▼▼▼
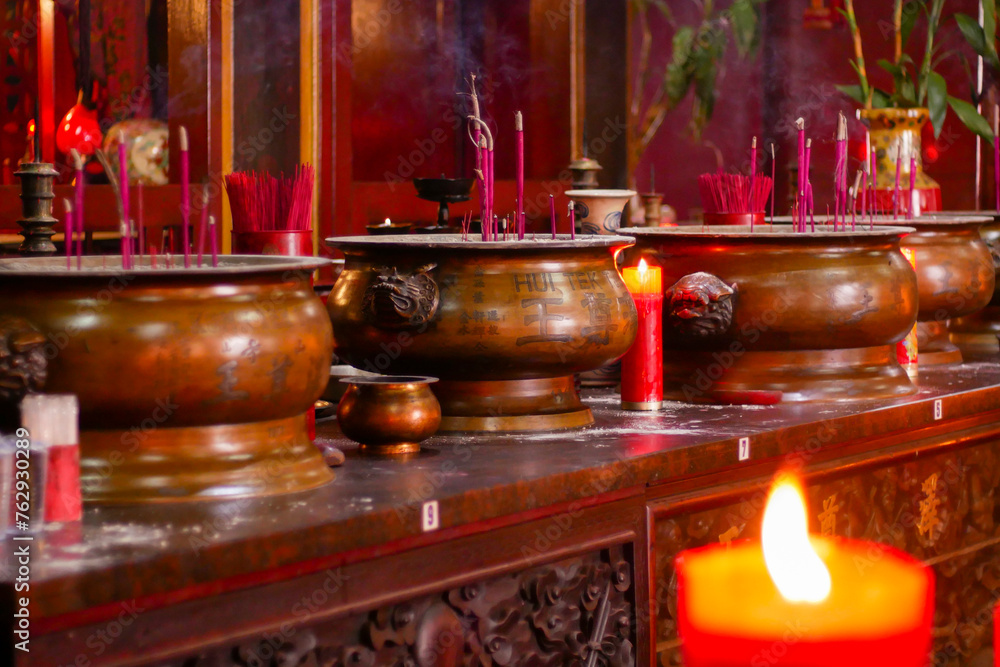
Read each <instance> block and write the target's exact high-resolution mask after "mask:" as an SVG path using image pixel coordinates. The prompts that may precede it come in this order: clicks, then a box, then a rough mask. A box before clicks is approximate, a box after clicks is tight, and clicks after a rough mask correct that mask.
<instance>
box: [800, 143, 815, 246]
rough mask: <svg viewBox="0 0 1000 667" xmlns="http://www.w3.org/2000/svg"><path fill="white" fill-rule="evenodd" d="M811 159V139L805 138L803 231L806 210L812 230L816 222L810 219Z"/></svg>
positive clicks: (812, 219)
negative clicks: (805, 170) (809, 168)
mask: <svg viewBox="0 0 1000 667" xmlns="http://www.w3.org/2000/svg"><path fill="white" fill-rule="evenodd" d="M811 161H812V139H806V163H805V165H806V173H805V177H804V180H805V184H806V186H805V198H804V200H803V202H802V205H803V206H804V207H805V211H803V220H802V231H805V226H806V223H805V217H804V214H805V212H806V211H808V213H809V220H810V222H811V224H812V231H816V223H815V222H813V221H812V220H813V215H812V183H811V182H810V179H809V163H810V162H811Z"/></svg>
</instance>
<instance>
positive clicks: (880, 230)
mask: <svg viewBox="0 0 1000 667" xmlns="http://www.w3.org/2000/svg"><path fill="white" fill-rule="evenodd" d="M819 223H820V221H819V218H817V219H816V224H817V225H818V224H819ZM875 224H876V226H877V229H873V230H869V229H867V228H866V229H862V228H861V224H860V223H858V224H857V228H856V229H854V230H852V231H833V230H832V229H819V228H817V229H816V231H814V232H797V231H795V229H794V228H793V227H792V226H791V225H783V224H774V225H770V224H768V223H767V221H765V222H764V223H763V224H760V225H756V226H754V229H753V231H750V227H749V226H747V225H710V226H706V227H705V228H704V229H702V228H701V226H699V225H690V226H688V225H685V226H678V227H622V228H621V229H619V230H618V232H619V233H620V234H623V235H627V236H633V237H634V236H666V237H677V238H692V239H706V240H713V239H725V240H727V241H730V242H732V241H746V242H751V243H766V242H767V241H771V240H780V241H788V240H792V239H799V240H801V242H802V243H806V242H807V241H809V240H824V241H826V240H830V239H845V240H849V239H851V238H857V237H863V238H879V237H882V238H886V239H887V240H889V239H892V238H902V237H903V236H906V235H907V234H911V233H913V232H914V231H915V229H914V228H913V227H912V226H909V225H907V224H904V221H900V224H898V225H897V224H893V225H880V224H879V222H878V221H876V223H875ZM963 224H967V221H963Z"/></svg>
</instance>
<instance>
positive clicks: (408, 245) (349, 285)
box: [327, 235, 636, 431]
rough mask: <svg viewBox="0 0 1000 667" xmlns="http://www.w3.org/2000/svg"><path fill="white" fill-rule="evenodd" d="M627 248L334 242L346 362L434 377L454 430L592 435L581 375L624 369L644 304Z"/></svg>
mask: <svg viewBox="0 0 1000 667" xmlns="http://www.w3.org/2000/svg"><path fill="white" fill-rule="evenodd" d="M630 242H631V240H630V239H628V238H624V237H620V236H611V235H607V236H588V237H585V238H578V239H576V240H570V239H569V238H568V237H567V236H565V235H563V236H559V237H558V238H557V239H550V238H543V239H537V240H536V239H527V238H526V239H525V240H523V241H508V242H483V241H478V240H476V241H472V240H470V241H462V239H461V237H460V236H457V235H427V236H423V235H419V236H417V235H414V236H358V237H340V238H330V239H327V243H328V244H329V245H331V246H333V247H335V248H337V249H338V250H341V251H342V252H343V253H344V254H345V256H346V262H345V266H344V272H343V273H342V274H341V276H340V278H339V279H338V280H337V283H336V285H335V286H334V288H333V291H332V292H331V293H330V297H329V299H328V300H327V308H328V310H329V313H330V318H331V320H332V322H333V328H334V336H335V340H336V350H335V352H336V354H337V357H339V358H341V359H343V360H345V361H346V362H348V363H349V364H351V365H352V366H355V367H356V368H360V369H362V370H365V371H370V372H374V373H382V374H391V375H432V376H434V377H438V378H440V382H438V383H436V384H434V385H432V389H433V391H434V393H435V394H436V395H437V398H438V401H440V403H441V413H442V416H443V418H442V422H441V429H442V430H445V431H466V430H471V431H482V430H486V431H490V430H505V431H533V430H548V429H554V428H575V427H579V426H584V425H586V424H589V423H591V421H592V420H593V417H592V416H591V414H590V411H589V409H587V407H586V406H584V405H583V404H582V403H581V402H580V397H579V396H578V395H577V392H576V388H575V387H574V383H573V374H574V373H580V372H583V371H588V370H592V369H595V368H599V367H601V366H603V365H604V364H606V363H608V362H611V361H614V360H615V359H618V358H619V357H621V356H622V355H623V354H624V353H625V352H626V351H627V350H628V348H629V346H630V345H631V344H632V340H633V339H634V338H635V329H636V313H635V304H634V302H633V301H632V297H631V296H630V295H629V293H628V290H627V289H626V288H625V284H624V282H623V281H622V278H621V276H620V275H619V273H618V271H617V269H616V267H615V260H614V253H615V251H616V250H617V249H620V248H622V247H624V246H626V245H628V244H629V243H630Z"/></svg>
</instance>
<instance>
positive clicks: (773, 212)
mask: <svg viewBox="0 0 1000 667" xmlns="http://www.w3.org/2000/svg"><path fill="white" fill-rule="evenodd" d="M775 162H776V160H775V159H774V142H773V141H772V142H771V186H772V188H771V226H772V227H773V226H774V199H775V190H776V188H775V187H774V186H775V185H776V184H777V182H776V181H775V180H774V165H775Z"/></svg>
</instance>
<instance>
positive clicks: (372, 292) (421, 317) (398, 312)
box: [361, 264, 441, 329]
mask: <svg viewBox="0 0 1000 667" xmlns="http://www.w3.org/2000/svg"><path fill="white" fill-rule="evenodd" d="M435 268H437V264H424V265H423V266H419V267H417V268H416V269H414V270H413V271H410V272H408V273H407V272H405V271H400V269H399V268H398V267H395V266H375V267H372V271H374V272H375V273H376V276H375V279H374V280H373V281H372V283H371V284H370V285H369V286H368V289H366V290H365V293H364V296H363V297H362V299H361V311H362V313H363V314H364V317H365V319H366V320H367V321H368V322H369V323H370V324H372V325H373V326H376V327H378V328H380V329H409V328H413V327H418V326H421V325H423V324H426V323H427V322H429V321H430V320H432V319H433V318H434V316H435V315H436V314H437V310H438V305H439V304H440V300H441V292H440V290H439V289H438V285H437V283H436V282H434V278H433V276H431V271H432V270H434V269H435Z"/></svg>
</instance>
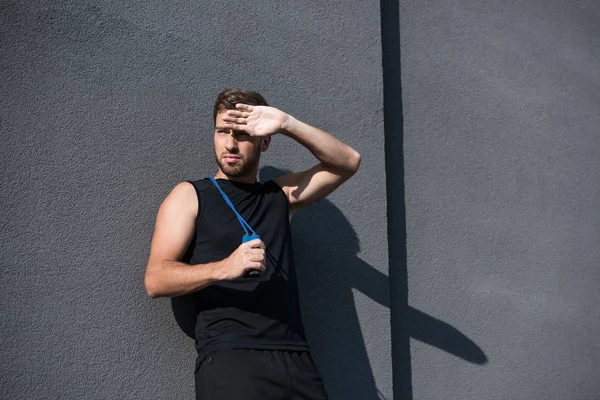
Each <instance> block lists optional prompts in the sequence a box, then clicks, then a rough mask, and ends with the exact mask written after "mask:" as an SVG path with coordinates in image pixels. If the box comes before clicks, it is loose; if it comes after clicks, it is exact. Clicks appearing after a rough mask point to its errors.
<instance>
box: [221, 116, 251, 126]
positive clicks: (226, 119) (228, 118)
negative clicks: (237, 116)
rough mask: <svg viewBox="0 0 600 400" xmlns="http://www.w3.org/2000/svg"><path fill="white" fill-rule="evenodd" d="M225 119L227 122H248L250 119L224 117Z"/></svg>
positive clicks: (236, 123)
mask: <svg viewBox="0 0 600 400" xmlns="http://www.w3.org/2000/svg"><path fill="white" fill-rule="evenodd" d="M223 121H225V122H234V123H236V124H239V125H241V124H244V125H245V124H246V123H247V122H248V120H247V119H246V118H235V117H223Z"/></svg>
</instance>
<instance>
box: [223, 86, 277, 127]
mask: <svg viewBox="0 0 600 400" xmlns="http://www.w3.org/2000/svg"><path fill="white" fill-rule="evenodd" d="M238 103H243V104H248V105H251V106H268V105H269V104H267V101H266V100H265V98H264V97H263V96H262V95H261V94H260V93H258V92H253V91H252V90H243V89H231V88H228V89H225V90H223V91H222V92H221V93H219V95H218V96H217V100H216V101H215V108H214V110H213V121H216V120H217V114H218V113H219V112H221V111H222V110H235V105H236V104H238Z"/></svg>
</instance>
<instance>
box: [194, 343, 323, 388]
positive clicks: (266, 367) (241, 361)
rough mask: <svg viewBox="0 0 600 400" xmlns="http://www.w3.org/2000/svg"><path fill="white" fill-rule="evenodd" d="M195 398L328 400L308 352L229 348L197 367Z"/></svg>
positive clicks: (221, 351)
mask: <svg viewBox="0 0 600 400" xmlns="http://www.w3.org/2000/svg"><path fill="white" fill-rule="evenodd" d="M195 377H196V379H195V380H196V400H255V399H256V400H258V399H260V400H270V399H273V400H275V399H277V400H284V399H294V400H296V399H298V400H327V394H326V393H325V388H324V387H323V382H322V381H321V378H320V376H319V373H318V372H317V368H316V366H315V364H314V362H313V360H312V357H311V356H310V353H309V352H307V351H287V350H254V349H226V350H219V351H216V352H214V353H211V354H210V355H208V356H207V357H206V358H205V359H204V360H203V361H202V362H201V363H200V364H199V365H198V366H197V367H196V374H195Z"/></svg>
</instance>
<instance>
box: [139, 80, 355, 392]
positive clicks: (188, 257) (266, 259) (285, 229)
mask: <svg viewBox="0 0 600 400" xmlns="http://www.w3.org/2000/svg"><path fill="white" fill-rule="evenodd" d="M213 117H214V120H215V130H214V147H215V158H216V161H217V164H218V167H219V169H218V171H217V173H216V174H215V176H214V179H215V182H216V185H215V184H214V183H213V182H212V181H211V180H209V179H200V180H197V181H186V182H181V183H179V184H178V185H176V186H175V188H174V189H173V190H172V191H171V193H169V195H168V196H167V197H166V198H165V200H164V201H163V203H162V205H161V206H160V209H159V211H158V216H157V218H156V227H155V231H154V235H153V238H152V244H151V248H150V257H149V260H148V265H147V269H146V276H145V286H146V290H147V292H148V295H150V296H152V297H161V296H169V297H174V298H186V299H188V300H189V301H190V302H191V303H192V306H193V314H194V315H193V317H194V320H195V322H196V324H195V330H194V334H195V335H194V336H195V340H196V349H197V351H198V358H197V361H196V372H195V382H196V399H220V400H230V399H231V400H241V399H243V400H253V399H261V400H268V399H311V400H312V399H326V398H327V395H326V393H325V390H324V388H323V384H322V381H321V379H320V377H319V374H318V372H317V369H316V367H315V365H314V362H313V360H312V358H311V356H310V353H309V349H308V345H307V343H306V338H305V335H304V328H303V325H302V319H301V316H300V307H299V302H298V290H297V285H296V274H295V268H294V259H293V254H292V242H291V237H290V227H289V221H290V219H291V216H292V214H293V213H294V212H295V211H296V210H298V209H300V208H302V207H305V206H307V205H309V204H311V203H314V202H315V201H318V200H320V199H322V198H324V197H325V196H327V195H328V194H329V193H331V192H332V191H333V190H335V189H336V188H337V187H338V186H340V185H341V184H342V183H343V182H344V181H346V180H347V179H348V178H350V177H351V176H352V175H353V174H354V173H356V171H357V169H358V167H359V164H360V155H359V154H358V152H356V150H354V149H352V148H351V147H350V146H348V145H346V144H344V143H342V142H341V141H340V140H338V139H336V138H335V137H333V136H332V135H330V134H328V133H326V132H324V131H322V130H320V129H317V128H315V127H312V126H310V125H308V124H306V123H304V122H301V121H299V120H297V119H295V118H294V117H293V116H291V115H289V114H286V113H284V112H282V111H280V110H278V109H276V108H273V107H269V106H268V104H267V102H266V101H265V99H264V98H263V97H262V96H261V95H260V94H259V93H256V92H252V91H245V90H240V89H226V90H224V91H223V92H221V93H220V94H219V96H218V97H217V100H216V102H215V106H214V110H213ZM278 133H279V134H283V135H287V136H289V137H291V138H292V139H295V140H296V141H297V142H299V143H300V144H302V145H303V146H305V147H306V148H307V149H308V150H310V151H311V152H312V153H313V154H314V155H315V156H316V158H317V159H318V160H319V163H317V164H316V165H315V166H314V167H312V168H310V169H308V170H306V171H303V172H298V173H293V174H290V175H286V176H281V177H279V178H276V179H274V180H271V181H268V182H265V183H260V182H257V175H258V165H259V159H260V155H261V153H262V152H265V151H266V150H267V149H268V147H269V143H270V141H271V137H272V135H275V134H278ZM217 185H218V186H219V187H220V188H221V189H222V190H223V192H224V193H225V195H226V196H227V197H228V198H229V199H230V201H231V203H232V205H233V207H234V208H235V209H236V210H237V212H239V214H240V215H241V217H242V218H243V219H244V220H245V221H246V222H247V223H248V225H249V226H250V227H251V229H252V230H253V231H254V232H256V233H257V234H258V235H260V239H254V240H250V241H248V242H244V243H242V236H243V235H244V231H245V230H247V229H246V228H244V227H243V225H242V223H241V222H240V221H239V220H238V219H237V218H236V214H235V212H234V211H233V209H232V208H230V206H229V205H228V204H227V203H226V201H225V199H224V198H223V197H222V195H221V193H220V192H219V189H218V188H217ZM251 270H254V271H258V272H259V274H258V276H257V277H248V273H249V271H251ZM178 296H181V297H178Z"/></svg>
▲▲▲
Work to complete -
Repeat each line of the listing word for word, from the first through the line that contains "positive clicks: (812, 219)". Any picture stays out.

Task solution -
Read each <instance> block and write the target's exact high-resolution mask after "mask:" as an SVG path using image pixel coordinates. The prompts that may precede it come in this order: clicks, then a box, then a rough mask. A box before clicks is approximate, a box after clicks is tight, and clicks after a rough mask correct that mask.
<instance>
box: [800, 143, 815, 246]
rough mask: <svg viewBox="0 0 1000 667" xmlns="http://www.w3.org/2000/svg"><path fill="white" fill-rule="evenodd" d="M811 159V139L805 138L803 231L806 210L812 230L816 222L810 219Z"/></svg>
positive clicks: (812, 219)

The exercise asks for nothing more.